Data provided Start Marker

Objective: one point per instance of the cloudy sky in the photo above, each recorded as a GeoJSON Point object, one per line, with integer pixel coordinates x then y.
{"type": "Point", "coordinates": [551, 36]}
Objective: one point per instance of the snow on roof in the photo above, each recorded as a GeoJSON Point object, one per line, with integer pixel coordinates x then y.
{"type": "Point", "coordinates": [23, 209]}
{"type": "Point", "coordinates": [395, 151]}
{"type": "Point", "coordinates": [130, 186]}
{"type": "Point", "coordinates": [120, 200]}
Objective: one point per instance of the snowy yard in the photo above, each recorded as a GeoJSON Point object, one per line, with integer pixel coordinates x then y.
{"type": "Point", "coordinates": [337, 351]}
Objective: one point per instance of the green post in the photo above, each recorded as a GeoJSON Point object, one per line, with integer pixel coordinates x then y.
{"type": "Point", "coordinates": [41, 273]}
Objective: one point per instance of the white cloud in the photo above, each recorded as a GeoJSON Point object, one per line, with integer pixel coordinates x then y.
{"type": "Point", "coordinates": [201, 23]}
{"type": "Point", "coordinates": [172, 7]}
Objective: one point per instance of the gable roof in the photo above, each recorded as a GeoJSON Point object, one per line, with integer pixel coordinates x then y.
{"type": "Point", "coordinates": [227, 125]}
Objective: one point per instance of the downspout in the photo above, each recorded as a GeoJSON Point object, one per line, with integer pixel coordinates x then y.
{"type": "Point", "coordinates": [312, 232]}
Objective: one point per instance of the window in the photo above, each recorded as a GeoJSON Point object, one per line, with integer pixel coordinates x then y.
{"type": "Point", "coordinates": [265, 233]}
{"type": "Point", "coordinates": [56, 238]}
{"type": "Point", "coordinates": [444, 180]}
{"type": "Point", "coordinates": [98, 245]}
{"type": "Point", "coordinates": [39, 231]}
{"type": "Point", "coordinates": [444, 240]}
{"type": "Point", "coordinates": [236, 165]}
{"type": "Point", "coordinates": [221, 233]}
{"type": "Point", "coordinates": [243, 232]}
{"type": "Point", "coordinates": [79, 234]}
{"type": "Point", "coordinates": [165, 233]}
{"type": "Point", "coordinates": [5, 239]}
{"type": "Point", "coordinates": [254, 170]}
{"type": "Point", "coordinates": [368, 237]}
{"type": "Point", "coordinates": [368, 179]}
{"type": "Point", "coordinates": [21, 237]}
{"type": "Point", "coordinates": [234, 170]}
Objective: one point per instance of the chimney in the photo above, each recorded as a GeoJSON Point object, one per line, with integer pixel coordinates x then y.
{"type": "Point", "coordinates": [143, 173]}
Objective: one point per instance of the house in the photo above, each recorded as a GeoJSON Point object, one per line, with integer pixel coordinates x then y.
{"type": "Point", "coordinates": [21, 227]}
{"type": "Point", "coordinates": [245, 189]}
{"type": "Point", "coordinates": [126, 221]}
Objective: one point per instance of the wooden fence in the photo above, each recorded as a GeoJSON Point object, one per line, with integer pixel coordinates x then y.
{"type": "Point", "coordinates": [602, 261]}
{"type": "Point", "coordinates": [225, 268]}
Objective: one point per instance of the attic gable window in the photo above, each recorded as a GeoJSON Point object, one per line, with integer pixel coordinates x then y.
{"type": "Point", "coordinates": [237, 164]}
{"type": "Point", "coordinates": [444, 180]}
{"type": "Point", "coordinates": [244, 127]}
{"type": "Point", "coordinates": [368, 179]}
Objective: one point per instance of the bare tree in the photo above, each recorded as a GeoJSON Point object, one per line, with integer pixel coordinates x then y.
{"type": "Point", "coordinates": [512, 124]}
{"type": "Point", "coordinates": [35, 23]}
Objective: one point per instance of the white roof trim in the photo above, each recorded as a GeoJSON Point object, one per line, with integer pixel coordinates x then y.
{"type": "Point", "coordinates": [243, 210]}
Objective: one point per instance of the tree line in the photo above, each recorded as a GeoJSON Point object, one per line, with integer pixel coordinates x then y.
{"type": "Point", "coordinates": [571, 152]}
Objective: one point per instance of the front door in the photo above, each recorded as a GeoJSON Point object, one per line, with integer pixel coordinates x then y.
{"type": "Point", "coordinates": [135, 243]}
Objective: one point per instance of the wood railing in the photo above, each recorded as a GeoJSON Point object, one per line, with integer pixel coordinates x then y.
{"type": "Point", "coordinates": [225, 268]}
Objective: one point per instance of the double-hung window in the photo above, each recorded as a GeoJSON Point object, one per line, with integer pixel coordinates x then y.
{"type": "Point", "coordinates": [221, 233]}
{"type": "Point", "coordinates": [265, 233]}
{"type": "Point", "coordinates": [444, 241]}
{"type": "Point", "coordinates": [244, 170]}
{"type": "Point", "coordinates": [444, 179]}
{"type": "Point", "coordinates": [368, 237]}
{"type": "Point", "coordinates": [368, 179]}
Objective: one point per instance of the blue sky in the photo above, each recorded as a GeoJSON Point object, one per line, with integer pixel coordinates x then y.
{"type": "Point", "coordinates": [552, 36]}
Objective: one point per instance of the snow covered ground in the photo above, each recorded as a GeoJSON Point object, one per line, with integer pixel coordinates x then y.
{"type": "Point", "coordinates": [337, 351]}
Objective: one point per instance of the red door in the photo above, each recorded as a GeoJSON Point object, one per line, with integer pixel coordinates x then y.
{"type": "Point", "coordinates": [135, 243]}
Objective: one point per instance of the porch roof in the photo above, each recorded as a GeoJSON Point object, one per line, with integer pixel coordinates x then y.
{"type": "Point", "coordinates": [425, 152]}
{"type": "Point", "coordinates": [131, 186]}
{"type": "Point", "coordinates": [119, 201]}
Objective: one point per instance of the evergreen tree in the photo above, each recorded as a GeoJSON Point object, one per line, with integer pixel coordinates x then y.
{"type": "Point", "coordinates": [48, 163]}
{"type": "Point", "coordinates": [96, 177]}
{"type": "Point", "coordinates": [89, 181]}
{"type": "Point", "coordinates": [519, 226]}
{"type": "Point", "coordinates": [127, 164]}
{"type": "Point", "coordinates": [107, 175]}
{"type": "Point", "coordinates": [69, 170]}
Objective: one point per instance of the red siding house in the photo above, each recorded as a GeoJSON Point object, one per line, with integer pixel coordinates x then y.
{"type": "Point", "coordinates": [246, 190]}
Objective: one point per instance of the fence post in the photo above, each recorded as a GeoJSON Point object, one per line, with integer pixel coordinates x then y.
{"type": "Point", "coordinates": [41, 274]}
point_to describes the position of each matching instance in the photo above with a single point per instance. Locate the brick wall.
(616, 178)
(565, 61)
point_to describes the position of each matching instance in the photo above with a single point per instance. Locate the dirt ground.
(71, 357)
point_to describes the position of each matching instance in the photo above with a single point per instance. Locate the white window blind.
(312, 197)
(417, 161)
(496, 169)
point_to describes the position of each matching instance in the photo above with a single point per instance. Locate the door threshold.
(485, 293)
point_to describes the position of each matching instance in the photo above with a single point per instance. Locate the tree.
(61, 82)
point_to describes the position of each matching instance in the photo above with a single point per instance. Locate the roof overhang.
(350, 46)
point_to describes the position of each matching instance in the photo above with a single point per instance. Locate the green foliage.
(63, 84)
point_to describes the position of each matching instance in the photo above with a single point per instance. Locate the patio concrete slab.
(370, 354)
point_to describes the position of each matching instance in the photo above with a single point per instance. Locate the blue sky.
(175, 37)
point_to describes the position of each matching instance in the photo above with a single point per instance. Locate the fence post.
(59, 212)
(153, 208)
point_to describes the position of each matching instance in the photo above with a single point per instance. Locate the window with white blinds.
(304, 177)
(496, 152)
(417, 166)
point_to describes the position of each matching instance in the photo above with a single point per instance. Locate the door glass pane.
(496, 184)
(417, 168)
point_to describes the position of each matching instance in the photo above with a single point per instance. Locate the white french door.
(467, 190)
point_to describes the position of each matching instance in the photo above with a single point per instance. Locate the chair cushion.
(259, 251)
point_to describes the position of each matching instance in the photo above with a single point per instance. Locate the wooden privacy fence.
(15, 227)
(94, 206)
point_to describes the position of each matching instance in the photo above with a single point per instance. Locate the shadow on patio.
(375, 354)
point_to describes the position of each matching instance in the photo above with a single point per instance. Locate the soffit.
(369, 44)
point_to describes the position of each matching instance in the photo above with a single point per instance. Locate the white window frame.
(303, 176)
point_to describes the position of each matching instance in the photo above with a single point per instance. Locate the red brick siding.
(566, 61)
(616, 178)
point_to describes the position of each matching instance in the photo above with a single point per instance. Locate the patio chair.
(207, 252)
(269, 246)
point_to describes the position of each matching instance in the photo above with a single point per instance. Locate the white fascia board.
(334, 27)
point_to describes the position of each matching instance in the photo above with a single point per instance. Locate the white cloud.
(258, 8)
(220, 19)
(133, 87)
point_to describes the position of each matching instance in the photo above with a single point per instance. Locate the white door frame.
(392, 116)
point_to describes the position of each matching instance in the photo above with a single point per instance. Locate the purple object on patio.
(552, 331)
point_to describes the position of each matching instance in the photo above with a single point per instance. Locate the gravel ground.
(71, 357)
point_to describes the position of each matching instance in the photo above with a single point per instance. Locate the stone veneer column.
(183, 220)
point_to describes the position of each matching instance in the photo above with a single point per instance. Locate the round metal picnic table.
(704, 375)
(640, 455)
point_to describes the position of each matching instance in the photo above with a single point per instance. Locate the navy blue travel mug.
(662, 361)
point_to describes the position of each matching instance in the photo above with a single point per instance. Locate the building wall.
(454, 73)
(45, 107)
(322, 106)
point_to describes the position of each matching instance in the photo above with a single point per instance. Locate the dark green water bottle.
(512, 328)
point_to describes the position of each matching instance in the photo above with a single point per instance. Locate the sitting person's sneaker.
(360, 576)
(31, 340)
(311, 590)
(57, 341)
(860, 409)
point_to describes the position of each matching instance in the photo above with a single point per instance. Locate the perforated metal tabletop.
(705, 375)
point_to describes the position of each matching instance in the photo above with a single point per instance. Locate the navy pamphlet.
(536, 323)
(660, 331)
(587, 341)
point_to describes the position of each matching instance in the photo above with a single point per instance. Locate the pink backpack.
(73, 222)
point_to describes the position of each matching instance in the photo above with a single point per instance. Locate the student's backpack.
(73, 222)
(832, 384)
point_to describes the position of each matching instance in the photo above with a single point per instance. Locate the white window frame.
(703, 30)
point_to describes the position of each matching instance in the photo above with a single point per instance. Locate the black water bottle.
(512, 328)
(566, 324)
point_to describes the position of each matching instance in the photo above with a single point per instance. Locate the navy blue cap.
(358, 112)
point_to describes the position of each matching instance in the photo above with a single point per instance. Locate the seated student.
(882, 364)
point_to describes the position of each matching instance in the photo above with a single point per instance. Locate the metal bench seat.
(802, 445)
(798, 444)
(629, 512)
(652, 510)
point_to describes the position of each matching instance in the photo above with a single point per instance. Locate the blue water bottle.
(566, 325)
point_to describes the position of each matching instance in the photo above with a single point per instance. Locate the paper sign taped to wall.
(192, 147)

Data provided End Marker

■ **Task requirements**
Write out exactly those lines running from the line with "metal bench seat." to the end of the data above, the first and last included.

■ **Reply**
point_to describes the position of each matching instance in the photo above with a single point per instance. Locate the metal bench seat.
(802, 445)
(798, 444)
(629, 512)
(652, 510)
point_to describes the position of each matching instance in the photo above with a single point per instance. Locate the blue water bottle.
(566, 325)
point_to describes the position of each matching instance in the photo above with a single point per instance. Locate the paper sign taped to wall.
(192, 147)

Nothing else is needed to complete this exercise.